#### SUPPLIED RECORDS ####
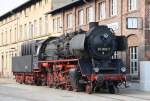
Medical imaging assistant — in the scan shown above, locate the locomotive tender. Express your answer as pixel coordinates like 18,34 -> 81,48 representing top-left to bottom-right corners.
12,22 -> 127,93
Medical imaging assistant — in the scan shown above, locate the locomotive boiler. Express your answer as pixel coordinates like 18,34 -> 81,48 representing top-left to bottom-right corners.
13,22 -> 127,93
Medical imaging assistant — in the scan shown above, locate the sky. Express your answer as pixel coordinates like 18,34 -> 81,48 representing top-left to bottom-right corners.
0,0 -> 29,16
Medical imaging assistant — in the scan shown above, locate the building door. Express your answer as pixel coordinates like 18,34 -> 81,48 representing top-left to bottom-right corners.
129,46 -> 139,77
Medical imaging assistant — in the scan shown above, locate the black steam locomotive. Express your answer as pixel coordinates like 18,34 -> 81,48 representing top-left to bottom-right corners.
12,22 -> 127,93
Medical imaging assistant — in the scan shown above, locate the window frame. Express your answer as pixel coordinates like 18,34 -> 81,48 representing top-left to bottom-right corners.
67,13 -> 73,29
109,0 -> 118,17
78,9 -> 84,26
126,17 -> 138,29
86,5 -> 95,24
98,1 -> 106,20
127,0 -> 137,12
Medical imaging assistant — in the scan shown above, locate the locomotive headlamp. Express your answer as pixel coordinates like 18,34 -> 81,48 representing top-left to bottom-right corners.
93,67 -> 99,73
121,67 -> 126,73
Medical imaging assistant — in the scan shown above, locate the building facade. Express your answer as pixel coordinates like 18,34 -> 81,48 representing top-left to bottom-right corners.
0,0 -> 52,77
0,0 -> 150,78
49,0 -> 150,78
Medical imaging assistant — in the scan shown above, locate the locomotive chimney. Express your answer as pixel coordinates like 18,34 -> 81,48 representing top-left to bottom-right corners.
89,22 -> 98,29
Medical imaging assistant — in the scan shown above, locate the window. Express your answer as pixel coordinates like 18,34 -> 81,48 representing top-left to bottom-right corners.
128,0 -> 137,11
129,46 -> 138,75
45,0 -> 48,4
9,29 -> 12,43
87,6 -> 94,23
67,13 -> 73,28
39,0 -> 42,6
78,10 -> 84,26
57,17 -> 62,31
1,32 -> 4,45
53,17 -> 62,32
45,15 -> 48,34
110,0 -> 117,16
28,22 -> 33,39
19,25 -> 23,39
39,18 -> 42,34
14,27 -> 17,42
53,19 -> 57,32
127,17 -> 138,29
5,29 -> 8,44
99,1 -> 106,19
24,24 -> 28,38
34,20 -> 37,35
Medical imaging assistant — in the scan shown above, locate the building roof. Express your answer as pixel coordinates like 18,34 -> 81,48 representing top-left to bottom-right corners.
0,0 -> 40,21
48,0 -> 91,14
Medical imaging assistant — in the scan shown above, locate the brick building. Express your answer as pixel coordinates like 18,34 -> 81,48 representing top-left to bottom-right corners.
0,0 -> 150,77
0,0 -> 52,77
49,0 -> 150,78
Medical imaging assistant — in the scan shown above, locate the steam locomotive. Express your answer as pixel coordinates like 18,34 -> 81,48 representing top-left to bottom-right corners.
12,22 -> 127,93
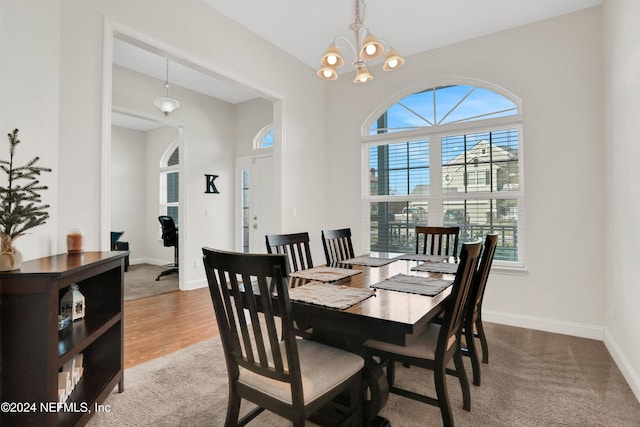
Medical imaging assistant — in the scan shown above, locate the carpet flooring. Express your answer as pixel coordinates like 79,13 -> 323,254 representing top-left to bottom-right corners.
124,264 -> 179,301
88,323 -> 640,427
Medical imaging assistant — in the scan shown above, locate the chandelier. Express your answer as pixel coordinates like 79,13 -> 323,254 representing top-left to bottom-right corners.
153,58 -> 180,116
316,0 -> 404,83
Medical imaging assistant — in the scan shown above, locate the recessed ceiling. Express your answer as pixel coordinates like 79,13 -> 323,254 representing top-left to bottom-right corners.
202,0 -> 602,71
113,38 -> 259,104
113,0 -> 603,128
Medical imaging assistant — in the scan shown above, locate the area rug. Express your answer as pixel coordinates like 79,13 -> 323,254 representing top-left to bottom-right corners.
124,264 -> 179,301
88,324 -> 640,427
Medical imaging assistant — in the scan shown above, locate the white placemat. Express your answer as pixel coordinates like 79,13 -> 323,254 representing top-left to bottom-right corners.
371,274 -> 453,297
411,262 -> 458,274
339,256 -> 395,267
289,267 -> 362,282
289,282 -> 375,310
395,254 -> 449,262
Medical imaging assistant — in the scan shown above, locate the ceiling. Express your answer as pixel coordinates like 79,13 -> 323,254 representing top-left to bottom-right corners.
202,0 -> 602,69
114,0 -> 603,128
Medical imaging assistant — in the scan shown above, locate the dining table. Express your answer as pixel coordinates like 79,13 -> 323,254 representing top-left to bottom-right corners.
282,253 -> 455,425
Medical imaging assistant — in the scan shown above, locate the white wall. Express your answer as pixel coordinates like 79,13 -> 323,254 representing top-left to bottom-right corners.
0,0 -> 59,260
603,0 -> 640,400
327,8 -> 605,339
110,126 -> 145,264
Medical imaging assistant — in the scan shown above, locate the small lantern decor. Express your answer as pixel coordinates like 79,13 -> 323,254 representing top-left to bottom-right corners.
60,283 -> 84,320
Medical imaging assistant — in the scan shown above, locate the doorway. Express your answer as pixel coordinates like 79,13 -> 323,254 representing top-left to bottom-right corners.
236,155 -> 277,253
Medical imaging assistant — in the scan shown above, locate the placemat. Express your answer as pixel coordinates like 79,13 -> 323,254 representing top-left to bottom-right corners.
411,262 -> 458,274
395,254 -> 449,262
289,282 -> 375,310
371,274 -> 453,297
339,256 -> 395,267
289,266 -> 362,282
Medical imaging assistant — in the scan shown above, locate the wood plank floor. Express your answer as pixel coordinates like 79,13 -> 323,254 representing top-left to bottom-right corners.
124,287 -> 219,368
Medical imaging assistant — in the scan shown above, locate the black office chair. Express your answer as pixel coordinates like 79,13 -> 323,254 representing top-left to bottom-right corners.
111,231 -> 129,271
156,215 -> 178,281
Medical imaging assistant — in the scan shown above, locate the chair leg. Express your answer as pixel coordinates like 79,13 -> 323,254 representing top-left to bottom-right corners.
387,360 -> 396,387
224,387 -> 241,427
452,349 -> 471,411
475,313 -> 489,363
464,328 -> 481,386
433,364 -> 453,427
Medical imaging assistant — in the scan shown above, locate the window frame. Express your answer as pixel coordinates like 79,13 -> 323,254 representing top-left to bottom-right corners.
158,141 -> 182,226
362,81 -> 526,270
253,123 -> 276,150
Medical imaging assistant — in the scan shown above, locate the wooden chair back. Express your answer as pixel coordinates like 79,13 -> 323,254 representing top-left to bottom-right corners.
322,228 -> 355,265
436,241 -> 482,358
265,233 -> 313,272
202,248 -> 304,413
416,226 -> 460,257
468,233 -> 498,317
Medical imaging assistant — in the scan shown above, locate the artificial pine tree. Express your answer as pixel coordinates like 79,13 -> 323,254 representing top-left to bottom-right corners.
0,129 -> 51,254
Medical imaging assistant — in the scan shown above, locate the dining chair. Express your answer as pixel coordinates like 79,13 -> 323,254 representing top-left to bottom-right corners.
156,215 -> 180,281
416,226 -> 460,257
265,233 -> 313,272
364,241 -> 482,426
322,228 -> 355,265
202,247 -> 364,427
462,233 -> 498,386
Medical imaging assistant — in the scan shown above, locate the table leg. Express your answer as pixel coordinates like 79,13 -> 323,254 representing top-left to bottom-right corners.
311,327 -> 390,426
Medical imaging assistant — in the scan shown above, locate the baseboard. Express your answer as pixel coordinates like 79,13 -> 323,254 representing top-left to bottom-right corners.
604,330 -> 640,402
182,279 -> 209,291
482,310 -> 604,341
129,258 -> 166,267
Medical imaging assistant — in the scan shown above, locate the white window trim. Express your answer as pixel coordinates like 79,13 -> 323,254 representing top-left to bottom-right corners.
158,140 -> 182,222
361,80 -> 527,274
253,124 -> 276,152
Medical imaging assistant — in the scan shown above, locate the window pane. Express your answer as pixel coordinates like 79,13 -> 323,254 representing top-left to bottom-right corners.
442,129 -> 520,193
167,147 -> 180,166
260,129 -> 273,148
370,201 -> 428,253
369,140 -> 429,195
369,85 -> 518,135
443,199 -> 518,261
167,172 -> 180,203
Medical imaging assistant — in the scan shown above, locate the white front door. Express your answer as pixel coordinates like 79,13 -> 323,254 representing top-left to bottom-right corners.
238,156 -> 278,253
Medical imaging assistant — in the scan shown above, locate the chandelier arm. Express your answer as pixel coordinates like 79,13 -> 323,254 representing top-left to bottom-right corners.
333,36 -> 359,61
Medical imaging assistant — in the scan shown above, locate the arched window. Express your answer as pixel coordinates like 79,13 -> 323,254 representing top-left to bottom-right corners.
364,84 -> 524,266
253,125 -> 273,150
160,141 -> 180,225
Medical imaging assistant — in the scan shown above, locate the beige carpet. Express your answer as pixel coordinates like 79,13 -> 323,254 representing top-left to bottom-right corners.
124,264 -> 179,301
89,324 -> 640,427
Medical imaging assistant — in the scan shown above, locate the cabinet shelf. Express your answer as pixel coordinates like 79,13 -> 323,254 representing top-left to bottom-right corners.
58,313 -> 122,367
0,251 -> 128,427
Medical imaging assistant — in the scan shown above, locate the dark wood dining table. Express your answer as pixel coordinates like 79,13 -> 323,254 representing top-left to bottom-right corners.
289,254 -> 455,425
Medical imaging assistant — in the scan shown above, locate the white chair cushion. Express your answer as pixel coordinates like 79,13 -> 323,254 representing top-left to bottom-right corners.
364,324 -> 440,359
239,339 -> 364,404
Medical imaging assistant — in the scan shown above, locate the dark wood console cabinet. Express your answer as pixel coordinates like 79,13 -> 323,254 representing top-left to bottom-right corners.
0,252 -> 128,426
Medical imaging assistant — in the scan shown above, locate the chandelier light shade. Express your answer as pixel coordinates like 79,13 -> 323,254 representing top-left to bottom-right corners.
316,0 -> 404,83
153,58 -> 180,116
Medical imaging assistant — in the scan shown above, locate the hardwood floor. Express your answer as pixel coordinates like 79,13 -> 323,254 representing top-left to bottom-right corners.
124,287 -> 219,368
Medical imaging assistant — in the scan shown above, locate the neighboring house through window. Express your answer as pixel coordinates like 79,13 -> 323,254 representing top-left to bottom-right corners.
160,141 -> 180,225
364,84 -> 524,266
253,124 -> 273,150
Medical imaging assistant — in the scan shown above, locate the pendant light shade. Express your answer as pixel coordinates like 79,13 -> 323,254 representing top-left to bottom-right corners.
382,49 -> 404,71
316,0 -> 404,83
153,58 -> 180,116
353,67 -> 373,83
####
[YOUR INSTRUCTIONS] Rescale everything from the line containing "locate the doorway." down to the line containing "236,155 -> 277,253", repeating each of those lines, the request included. Multiply every box coordinate in the answers by 1.3 and round to whole numbers, halves up, but leave the request and its sample coordinates as they are.

[CORRECT RESPONSE]
Medical imaging assistant — in the scan shown above, locate the doorway. Express your answer as pixel coordinates like 79,13 -> 323,254 representing top-left to bottom-right corners.
307,202 -> 360,329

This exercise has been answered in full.